*Passage to read*
Has anyone besides proprietors of Le Chateau noticed the gradual feminization and masculinization respectively of the men and women of the SWPL class? Something is causing the sexual polarity to reverse in Western countries among the striver set. Is it cultural? Genetic? Biological? I’ve previously offered some tantalizing hypotheses, but none strike me as potentially paradigm-busting and significant as the theory that chemicals in our consumerist products are to blame for the gender bending of tomorrow’s leaders.
Findings from a new study suggest it may be your mother’s dietary exposure to bisphenol A (BPA).
Galea and Barha have all my attention now. Ever since my pregancy, I have been tracking studies on BPA’s subtle yet shocking effects. One of the most common chemicals in the world, bisphenol A is found in the stuff we use every day of our lives. Soup and soda cans. Water pipes. Computers. Cell phones. Thermal paper receipts. Paper money. Even some baby bottles—at least in the U.S., because they are not banned here.
Much of the trouble with BPA lies in its ability to fool estrogen receptors into thinking it’s estrogen. Imagine a man doesn’t know that the woman he’s marrying is really an alien in drag, and you have a sense of the danger here. BPA disrupts any process that estrogen normally mediates, affecting brain, body, and behavior. It also tinkers with the way genes express themselves, turning up those that would otherwise be turned off or down. BPA exposure has been linked to breast cancer, heart disease, obesity, diabetes, attention-deficit disorder, increased anxiety, a decreased IQ in children and a low sperm count in men.
Curious? Wait til you hear the ramifications that BPA has for men.
There is evidence that BPA emasculates males and makes them sexually undesirable. Galea and Barha’s opening lines in PSAS are tongue in cheek—they are describing a new study at the University of Missouri on the effects of BPA on deer mice—but the application to humans is implicit. Adult mice whose mothers were fed a dosage of BPA equivalent to what the USDA deems safe for pregnant women, were, well, different from other males.
“One of the prominent effects of early BPA exposure is that it eliminates a number of sex differences in brain and behavior,” the researchers wrote. It turned out that BPA-exposed males have impaired spatial ability (can’t find their way out of a maze or to their nest, considered unattractive to females). They also suffer from decreased exploratory ability (incurious and easily lost), and overall reduced attractiveness to the opposite sex. They may even smell different from their peers—in rodents, a sign of unhealthiness. Females are disgusted.

*Activities*
[A] Duplicate the passage on BPA between "Findings from a" and "not banned here.", inclusive.
[B] Decide whether each statement agrees with the passage on BPA. Answer yes or no and quote the words from the passage that settle it. (i) The passage says BPA is banned in baby bottles in the U.S. (ii) The University of Missouri study looked at deer mice. (iii) The passage says BPA can fool estrogen receptors into treating it as estrogen.
[C] Extend the passage on BPA, starting right after its last sentence.

*Dataset excerpts*
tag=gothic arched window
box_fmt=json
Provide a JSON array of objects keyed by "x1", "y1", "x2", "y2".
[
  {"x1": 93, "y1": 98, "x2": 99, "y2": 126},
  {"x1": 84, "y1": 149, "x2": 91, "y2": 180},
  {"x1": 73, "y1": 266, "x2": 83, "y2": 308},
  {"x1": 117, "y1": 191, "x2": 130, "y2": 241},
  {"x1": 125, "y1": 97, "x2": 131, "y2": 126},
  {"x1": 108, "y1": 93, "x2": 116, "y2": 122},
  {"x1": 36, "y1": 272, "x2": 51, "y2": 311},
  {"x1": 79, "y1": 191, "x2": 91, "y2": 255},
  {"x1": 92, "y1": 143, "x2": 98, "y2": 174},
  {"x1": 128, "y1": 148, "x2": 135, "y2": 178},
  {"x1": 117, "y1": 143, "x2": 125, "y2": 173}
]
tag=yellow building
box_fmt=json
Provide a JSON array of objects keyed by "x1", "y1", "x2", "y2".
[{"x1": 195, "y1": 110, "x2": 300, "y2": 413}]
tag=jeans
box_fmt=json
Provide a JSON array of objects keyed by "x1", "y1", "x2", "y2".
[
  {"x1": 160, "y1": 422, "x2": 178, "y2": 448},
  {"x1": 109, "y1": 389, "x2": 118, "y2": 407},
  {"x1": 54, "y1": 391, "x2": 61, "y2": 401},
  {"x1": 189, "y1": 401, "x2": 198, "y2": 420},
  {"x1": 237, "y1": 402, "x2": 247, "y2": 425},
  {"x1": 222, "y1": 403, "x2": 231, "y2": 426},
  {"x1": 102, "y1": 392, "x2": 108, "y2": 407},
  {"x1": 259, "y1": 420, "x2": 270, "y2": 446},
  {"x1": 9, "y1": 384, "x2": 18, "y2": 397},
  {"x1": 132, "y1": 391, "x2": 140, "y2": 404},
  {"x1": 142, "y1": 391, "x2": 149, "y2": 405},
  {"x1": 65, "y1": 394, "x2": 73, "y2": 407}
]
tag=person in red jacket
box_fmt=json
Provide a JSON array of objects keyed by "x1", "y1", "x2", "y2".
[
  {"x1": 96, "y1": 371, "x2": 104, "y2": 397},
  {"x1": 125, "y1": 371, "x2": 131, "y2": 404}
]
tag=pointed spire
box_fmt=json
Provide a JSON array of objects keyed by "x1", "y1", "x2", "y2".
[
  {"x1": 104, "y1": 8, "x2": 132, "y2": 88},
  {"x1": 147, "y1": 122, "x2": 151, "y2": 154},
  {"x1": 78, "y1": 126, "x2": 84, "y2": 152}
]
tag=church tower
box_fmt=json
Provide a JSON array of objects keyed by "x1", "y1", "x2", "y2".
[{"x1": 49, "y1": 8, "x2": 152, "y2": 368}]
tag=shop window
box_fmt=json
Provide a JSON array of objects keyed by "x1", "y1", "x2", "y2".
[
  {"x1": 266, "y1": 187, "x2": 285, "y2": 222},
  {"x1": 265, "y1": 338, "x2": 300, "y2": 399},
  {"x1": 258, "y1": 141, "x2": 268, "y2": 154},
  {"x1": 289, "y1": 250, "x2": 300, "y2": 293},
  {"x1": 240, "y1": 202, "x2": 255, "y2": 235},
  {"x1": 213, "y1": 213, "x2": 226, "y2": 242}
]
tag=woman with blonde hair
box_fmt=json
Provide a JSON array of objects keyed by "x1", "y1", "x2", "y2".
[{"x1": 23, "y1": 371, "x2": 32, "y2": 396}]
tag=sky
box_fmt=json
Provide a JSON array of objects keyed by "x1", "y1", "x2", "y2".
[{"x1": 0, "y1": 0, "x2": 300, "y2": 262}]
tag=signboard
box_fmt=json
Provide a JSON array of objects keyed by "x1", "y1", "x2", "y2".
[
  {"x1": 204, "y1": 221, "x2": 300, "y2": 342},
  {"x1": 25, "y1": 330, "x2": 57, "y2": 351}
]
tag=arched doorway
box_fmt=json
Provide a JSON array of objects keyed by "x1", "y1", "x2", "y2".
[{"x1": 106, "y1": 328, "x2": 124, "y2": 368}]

*Answer list*
[A]
Findings from a new study suggest it may be your mother’s dietary exposure to bisphenol A (BPA).
Galea and Barha have all my attention now. Ever since my pregancy, I have been tracking studies on BPA’s subtle yet shocking effects. One of the most common chemicals in the world, bisphenol A is found in the stuff we use every day of our lives. Soup and soda cans. Water pipes. Computers. Cell phones. Thermal paper receipts. Paper money. Even some baby bottles—at least in the U.S., because they are not banned here.

[B]
(i) No: "Even some baby bottles—at least in the U.S., because they are not banned here."
(ii) Yes: "a new study at the University of Missouri on the effects of BPA on deer mice"
(iii) Yes: "Much of the trouble with BPA lies in its ability to fool estrogen receptors into thinking it’s estrogen."

[C]
Holy mojitos. The effluvium of hypercapitalism is neutering the Western man. And judging by the man-jawed dyke-ish freaks of femalehood now coursing through the veins of our civil institutions, it’s not a stretch to think that BPA is concurrently adding chest hair to the Western woman. We may now freely speculate what this means for the future of our downward spiraling nation.
On a population level, how might BPA affect us? Might boys in the U.S. grow up to have poorer spatial skills—and, because it’s linked, weaker mathematical ability? Might they have little interest in exploring the world, preferring to hang out at home? Might our national temperament become more placid? Because BPA is lined with obesity and heart disease, will we become fatter and more sedate? And what about our sex lives?
Take a look at human history through the lens of hormones, as Harvard University’s Daniel Lord Smail did in his fascinating book, On Deep History and the Brain. Smail introduces a new view in which physiology and culture evolve symbiotically in a process driven by brain chemistry. Caffeine stimulated the body and mind, driving the industrial revolution and the modern corporation. Tobacco help us to focus and be calm. These substances changed the character of society. Now we have environmental toxins such as BPA (and other hormone disruptors such as phthlates and PCBs) that may also change our culture in subtle but very real ways.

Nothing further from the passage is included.